課題:
文書本文に基づいて、次の問いに答えてください。
1. りくさんが大学で取得した教員免許は、どの教科のものか。
2. 4年生の後半の時期に、りくさんは保育園などを回って何をしていたか。
3. 卒業直前に舞い込んだ依頼では、どのような立場で企画を続けるよう求められたか。

文書本文:
小泉里紅(旧姓:安西)さん 2013年度 身体環境共生学科卒業(野中ゼミ)

  • 卒業生紹介

    ゼミの指導教員だった野中先生に伺いました!

    りくさんは、大学でのひとつの目標であった保健体育の教員免許を無事取得したものの、自分の人生のなかでは、それにとどまらない夢を持っていたようです。
    「身体表現とパフォーマンス」「ムーブメント教育療法」といった授業もヒントとなり、卒業後は子どもたちの遊び(ダンス)の場をつくりたいと考え、4年生の後半の時期は、保育園などを回って「飛び込み営業」をしていたそうです。いくつかは「契約」にまで至ったそうで、りくさんのりくさんたる所以は、その行動力と、人とのつながりを見つけ出す力にあるように見えました。

  • 地元では、ボランティアとして他の若者とイベントの企画を立ち上げ、MC的な役割も果たしていたところ、毎夏、主催者から参加を期待されるようになり、卒業直前になって、非常勤の公務員として企画をつづけてくれないかという依頼が舞い込んだそうです。決まっていた契約もあったので、その話は専従ではない非常勤職員として引き受け、その後、数年にわたって活躍したと聞いています。
    こうしたりくさんですから、就職にとどまらない人生の生き方を考える人間科学科のキャリア論の授業に、「卒業生の今」としてゲストに来ていただいています。授業後に在学生たちが興味津々で質問してくれることもしばしばです。
    今は、ご家庭をお持ちですが、ますます当初の夢はふくらむばかりで、個人的に子どもたちが遊べる場をつくろうとされています。今後も新しい出会いに飛び込み、「りくワールド」を発展させてくれることは間違いありません。

    (人間科学科教員 野中浩一)

研究(卒業論文)テーマ例

  • ・K-POPアイドルにおけるジェンダーの逸脱と攪乱
  • ・「かわいい」とルッキズムの関係性
  • ・女性アスリートの報道のされ方
  • ・個人化社会における承認格差とそのジェンダー差
  • ・疎外論とメンタルヘルス
  • ・若者の人間関係とSNS
  • ・絵本に描かれた愛情表現にみる母子関係の変容
  • ・ディズニーの魔法:白人社会の内面化
  • ・音楽からみた黒人差別
  • ・ロボットは人間と共生できるか
  • ・鶴見川流域の外来水生生物
  • ・ゴキブリはなぜ人に嫌われるのか
  • ・シモキタの路上観察学――喫煙所に行き交う人びとに注目して
  • ・ラグビー日本代表の戦術的な特長
  • ・スポーツにおける体罰はなぜなくならないか
  • ・スポーツコミッションが地域活性化に果たす役割
  • ・高齢社会における近隣型商店街の存在意義とその可能性に関する研究
  • ・飲食店における補助犬の受け入れに関する研究
  • ・「障がい」に対する心のバリアフリー
  • ・介護をせざるをえない若者たち〜知って欲しいヤングケアラーの現状と今後の在り方
  • ・奨学金がもたらす貧困
  • ・少年犯罪厳罰化の新自由主義的傾向
  • ・アナキズム研究
  • ・グノーシス主義と仏教のシステム

大学のカリキュラムで取得できる資格

  • ・中学校教諭一種(保健体育)

提供資料:
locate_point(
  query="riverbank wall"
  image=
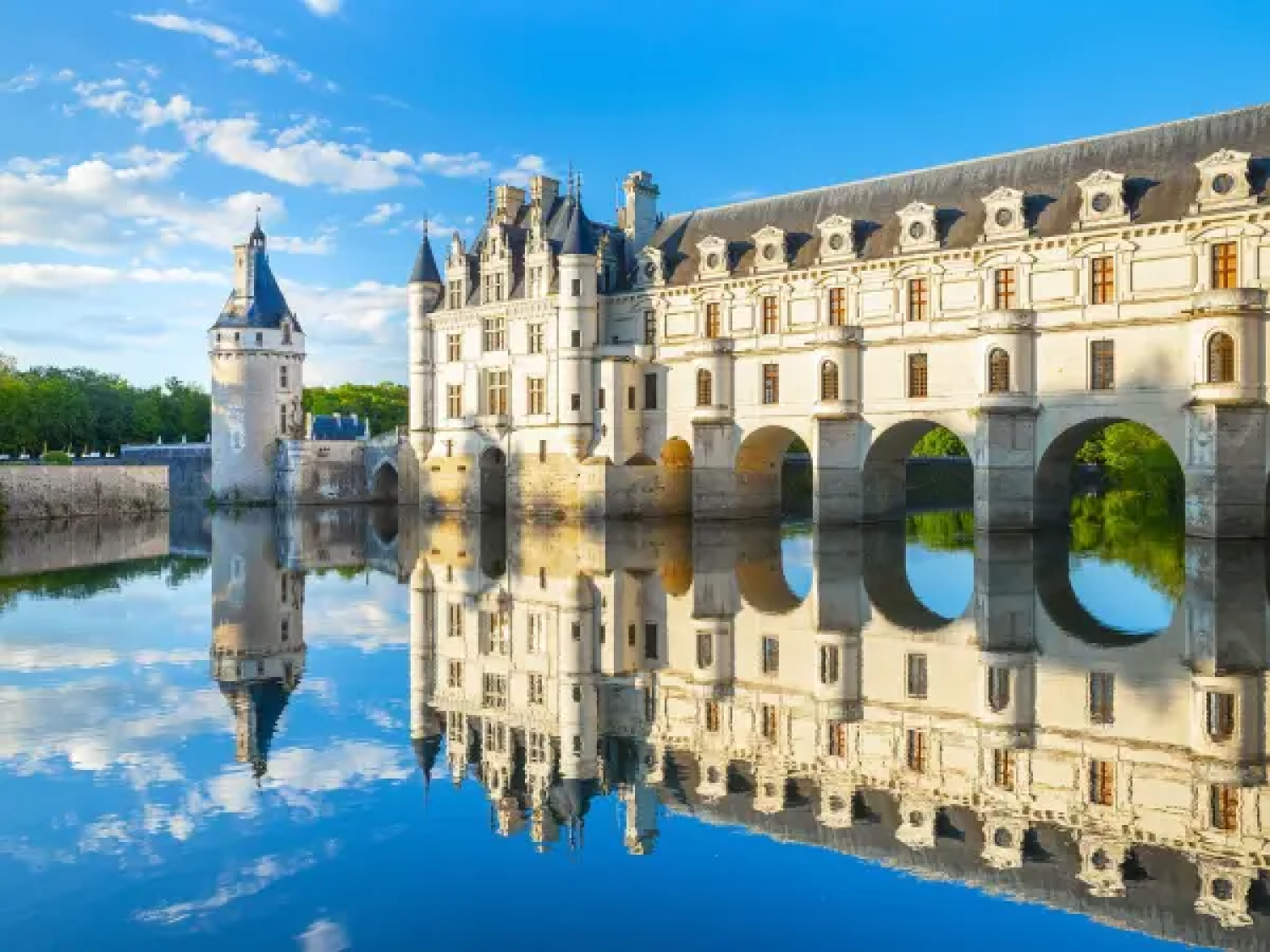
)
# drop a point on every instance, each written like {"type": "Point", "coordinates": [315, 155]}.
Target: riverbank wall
{"type": "Point", "coordinates": [70, 492]}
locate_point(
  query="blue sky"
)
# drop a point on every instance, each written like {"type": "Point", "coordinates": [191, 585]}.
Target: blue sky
{"type": "Point", "coordinates": [137, 139]}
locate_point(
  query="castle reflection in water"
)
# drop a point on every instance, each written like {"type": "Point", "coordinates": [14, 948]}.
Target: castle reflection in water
{"type": "Point", "coordinates": [1023, 748]}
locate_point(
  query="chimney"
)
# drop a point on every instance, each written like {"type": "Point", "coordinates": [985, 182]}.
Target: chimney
{"type": "Point", "coordinates": [639, 215]}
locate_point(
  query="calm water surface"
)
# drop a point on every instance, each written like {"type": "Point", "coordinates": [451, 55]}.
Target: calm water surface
{"type": "Point", "coordinates": [345, 730]}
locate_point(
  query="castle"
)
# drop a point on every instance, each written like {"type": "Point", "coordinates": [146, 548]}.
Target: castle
{"type": "Point", "coordinates": [665, 365]}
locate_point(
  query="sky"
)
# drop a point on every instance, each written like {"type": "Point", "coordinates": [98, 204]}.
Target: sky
{"type": "Point", "coordinates": [137, 139]}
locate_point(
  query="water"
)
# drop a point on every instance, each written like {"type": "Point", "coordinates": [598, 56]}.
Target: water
{"type": "Point", "coordinates": [262, 733]}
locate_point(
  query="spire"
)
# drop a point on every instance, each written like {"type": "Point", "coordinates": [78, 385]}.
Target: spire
{"type": "Point", "coordinates": [579, 238]}
{"type": "Point", "coordinates": [426, 263]}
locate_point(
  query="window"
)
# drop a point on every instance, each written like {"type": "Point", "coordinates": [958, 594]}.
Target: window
{"type": "Point", "coordinates": [914, 751]}
{"type": "Point", "coordinates": [535, 632]}
{"type": "Point", "coordinates": [1226, 266]}
{"type": "Point", "coordinates": [1102, 279]}
{"type": "Point", "coordinates": [914, 675]}
{"type": "Point", "coordinates": [830, 659]}
{"type": "Point", "coordinates": [495, 334]}
{"type": "Point", "coordinates": [919, 377]}
{"type": "Point", "coordinates": [769, 720]}
{"type": "Point", "coordinates": [1219, 715]}
{"type": "Point", "coordinates": [1102, 697]}
{"type": "Point", "coordinates": [998, 690]}
{"type": "Point", "coordinates": [1003, 289]}
{"type": "Point", "coordinates": [705, 388]}
{"type": "Point", "coordinates": [1003, 768]}
{"type": "Point", "coordinates": [495, 391]}
{"type": "Point", "coordinates": [538, 395]}
{"type": "Point", "coordinates": [649, 391]}
{"type": "Point", "coordinates": [837, 739]}
{"type": "Point", "coordinates": [1102, 365]}
{"type": "Point", "coordinates": [1102, 782]}
{"type": "Point", "coordinates": [837, 307]}
{"type": "Point", "coordinates": [771, 658]}
{"type": "Point", "coordinates": [771, 383]}
{"type": "Point", "coordinates": [998, 371]}
{"type": "Point", "coordinates": [919, 300]}
{"type": "Point", "coordinates": [494, 691]}
{"type": "Point", "coordinates": [713, 716]}
{"type": "Point", "coordinates": [830, 381]}
{"type": "Point", "coordinates": [495, 634]}
{"type": "Point", "coordinates": [713, 319]}
{"type": "Point", "coordinates": [1224, 807]}
{"type": "Point", "coordinates": [1221, 358]}
{"type": "Point", "coordinates": [705, 649]}
{"type": "Point", "coordinates": [771, 314]}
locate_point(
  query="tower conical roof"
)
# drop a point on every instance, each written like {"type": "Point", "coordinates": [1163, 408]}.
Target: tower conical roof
{"type": "Point", "coordinates": [426, 264]}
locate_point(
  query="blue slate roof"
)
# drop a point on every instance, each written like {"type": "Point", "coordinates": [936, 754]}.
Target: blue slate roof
{"type": "Point", "coordinates": [426, 264]}
{"type": "Point", "coordinates": [263, 306]}
{"type": "Point", "coordinates": [330, 426]}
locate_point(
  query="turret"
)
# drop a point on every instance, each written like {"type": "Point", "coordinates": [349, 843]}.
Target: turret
{"type": "Point", "coordinates": [577, 330]}
{"type": "Point", "coordinates": [424, 296]}
{"type": "Point", "coordinates": [257, 352]}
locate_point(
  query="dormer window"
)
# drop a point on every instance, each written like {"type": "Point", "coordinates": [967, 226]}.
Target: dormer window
{"type": "Point", "coordinates": [770, 249]}
{"type": "Point", "coordinates": [1005, 215]}
{"type": "Point", "coordinates": [713, 261]}
{"type": "Point", "coordinates": [1223, 180]}
{"type": "Point", "coordinates": [1102, 200]}
{"type": "Point", "coordinates": [837, 239]}
{"type": "Point", "coordinates": [917, 228]}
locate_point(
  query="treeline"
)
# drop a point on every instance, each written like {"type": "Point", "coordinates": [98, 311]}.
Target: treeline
{"type": "Point", "coordinates": [386, 404]}
{"type": "Point", "coordinates": [80, 410]}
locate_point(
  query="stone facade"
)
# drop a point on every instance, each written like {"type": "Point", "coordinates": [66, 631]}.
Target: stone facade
{"type": "Point", "coordinates": [64, 492]}
{"type": "Point", "coordinates": [1020, 746]}
{"type": "Point", "coordinates": [1021, 301]}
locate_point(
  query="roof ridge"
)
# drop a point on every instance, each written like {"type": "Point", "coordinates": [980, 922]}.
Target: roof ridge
{"type": "Point", "coordinates": [962, 162]}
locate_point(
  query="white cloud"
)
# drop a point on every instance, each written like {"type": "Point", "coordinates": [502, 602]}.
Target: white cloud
{"type": "Point", "coordinates": [240, 50]}
{"type": "Point", "coordinates": [526, 167]}
{"type": "Point", "coordinates": [324, 8]}
{"type": "Point", "coordinates": [383, 213]}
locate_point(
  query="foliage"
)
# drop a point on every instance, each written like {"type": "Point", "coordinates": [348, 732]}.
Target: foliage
{"type": "Point", "coordinates": [940, 442]}
{"type": "Point", "coordinates": [386, 404]}
{"type": "Point", "coordinates": [79, 410]}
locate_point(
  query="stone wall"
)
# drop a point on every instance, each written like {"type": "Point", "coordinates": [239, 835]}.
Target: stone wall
{"type": "Point", "coordinates": [61, 492]}
{"type": "Point", "coordinates": [50, 545]}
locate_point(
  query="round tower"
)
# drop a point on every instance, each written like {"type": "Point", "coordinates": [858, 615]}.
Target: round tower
{"type": "Point", "coordinates": [424, 296]}
{"type": "Point", "coordinates": [257, 352]}
{"type": "Point", "coordinates": [578, 310]}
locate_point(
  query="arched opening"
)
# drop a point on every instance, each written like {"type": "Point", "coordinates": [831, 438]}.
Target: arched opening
{"type": "Point", "coordinates": [775, 465]}
{"type": "Point", "coordinates": [917, 466]}
{"type": "Point", "coordinates": [1110, 492]}
{"type": "Point", "coordinates": [1221, 358]}
{"type": "Point", "coordinates": [493, 480]}
{"type": "Point", "coordinates": [384, 485]}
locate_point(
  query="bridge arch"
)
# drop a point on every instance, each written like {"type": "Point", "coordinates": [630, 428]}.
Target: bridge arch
{"type": "Point", "coordinates": [884, 479]}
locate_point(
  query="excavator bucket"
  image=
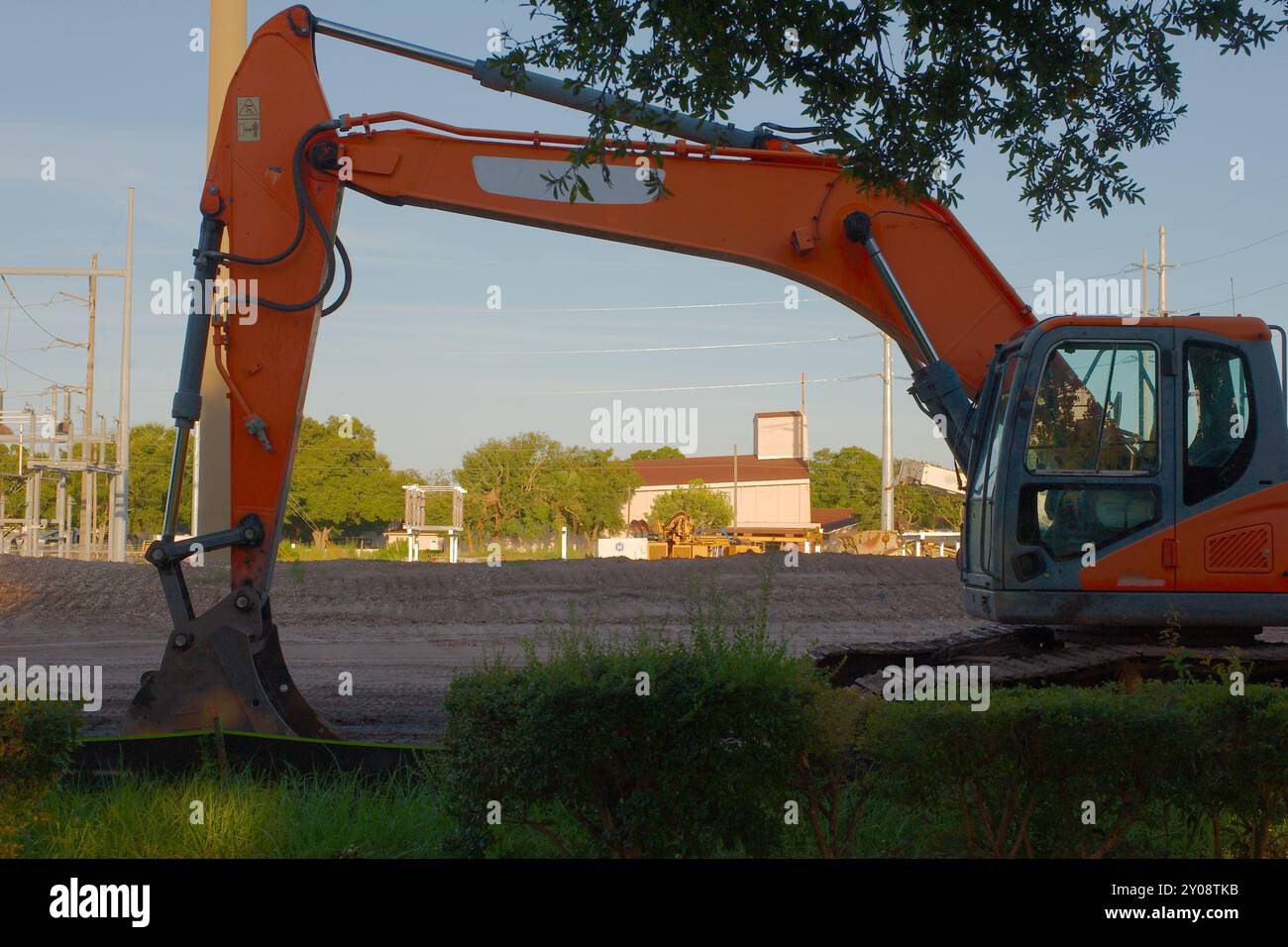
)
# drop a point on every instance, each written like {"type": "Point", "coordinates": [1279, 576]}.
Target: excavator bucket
{"type": "Point", "coordinates": [226, 665]}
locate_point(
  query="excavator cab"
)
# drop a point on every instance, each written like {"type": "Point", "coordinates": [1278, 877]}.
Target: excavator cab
{"type": "Point", "coordinates": [1129, 474]}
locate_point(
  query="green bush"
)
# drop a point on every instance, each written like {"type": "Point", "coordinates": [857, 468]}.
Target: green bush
{"type": "Point", "coordinates": [37, 744]}
{"type": "Point", "coordinates": [1072, 772]}
{"type": "Point", "coordinates": [572, 748]}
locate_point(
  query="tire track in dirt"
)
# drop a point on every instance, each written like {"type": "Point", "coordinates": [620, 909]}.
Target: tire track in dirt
{"type": "Point", "coordinates": [404, 630]}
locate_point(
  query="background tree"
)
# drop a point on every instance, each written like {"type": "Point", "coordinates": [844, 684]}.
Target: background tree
{"type": "Point", "coordinates": [708, 508]}
{"type": "Point", "coordinates": [590, 491]}
{"type": "Point", "coordinates": [151, 455]}
{"type": "Point", "coordinates": [657, 454]}
{"type": "Point", "coordinates": [1064, 88]}
{"type": "Point", "coordinates": [510, 484]}
{"type": "Point", "coordinates": [343, 484]}
{"type": "Point", "coordinates": [850, 478]}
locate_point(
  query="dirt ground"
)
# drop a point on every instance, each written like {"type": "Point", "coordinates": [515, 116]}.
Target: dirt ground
{"type": "Point", "coordinates": [402, 630]}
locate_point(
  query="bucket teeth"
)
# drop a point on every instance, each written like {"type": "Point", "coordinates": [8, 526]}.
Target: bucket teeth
{"type": "Point", "coordinates": [227, 665]}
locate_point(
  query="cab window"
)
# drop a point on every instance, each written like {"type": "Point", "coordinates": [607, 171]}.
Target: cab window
{"type": "Point", "coordinates": [980, 502]}
{"type": "Point", "coordinates": [1064, 518]}
{"type": "Point", "coordinates": [1220, 425]}
{"type": "Point", "coordinates": [1096, 410]}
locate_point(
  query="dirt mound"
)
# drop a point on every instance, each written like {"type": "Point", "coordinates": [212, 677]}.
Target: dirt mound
{"type": "Point", "coordinates": [402, 629]}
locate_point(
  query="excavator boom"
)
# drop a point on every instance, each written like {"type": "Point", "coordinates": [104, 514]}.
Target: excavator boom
{"type": "Point", "coordinates": [277, 172]}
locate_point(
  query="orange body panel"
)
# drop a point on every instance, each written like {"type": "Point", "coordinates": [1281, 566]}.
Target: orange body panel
{"type": "Point", "coordinates": [269, 352]}
{"type": "Point", "coordinates": [1196, 569]}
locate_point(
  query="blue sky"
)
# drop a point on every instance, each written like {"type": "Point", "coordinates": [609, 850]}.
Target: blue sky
{"type": "Point", "coordinates": [112, 91]}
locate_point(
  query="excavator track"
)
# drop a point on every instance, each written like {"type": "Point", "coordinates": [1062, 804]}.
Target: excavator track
{"type": "Point", "coordinates": [1038, 656]}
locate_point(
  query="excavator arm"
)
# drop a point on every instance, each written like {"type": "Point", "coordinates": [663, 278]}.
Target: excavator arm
{"type": "Point", "coordinates": [279, 165]}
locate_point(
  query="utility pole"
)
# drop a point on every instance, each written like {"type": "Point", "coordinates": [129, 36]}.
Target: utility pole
{"type": "Point", "coordinates": [1144, 282]}
{"type": "Point", "coordinates": [121, 479]}
{"type": "Point", "coordinates": [887, 438]}
{"type": "Point", "coordinates": [735, 486]}
{"type": "Point", "coordinates": [88, 479]}
{"type": "Point", "coordinates": [1162, 269]}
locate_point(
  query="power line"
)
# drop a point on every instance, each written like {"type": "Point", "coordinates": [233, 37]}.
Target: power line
{"type": "Point", "coordinates": [1228, 299]}
{"type": "Point", "coordinates": [738, 384]}
{"type": "Point", "coordinates": [455, 309]}
{"type": "Point", "coordinates": [27, 313]}
{"type": "Point", "coordinates": [670, 348]}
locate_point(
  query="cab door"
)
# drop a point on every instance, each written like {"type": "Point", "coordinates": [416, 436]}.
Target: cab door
{"type": "Point", "coordinates": [1233, 517]}
{"type": "Point", "coordinates": [1093, 492]}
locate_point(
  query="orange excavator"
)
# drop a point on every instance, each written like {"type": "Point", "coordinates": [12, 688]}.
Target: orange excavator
{"type": "Point", "coordinates": [1121, 471]}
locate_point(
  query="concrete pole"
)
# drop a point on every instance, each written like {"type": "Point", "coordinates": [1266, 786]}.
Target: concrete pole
{"type": "Point", "coordinates": [60, 515]}
{"type": "Point", "coordinates": [887, 438]}
{"type": "Point", "coordinates": [86, 476]}
{"type": "Point", "coordinates": [735, 486]}
{"type": "Point", "coordinates": [211, 489]}
{"type": "Point", "coordinates": [121, 480]}
{"type": "Point", "coordinates": [1162, 269]}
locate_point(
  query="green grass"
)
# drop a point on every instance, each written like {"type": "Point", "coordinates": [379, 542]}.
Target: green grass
{"type": "Point", "coordinates": [406, 815]}
{"type": "Point", "coordinates": [246, 815]}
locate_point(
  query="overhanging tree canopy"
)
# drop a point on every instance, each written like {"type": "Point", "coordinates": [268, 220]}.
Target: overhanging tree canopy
{"type": "Point", "coordinates": [900, 86]}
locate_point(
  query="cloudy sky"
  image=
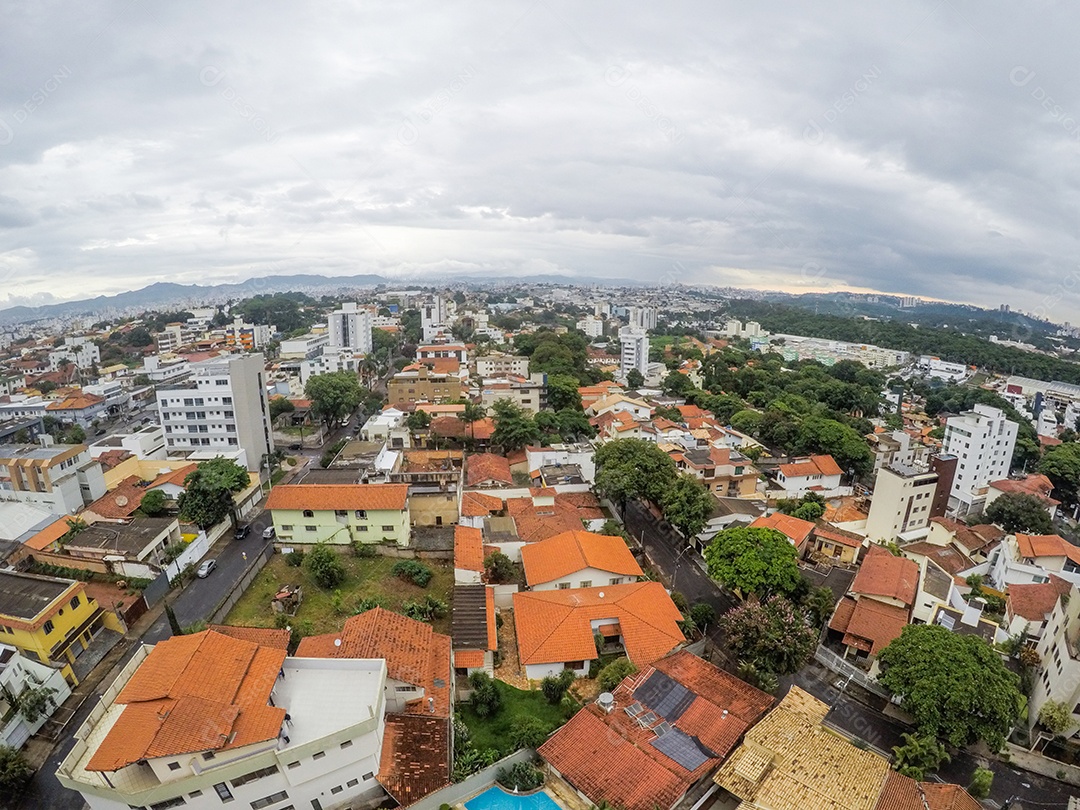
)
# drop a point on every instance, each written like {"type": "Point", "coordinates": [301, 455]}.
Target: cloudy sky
{"type": "Point", "coordinates": [929, 149]}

回答:
1. 保健体育
2. 「飛び込み営業」
3. 非常勤の公務員